WRITTEN EXERCISE
Tally the lines in the data below that contain the string "blue", and give only the count.
------------------------------------------------------------------------
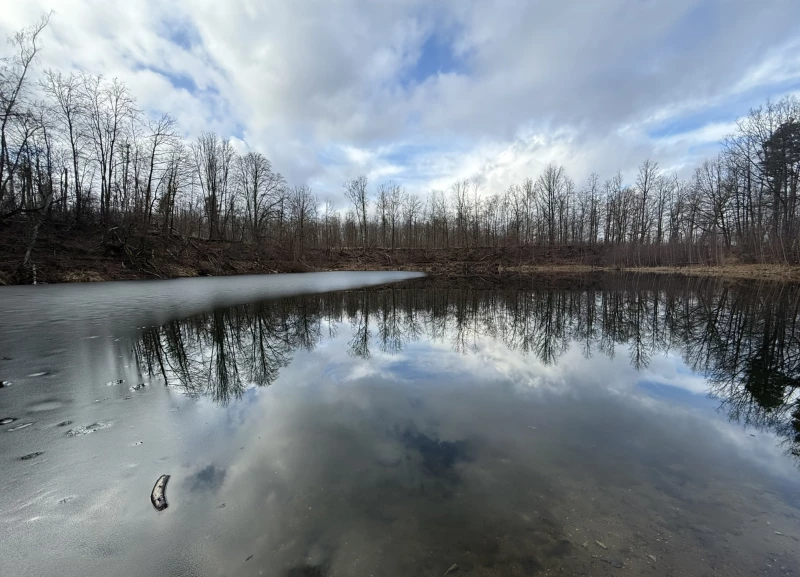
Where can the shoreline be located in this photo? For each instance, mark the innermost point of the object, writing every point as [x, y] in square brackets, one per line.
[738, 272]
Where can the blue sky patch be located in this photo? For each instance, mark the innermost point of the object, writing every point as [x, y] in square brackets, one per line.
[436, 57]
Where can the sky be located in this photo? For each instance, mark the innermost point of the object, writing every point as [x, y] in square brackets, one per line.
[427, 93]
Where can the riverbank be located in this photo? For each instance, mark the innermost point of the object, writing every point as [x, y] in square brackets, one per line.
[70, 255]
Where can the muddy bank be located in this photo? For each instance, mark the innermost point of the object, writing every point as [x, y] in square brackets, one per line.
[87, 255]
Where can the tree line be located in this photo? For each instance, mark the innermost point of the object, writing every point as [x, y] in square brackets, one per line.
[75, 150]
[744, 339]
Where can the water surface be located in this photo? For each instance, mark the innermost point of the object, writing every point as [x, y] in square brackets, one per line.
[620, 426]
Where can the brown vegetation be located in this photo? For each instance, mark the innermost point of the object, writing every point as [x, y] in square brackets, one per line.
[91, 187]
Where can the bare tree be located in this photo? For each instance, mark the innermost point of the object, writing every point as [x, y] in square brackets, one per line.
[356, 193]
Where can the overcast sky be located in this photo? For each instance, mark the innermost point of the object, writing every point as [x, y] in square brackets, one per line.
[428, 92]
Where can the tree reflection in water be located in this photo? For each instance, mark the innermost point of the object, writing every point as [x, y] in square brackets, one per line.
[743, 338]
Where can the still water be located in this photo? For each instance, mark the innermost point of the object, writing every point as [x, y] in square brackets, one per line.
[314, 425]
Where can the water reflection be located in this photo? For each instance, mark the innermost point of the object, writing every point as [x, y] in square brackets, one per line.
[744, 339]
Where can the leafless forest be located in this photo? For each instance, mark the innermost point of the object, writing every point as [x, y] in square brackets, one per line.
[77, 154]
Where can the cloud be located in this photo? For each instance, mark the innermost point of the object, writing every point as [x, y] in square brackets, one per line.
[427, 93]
------------------------------------------------------------------------
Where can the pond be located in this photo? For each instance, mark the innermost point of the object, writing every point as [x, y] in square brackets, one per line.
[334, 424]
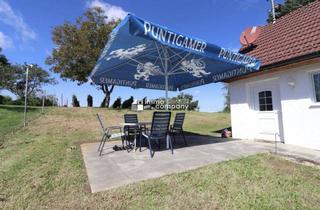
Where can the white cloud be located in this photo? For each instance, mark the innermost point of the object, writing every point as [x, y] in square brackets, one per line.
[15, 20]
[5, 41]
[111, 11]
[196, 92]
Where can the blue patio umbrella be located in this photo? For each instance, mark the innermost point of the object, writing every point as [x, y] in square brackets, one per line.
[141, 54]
------------------------------------------------------------------------
EXERCISE SOLUTION
2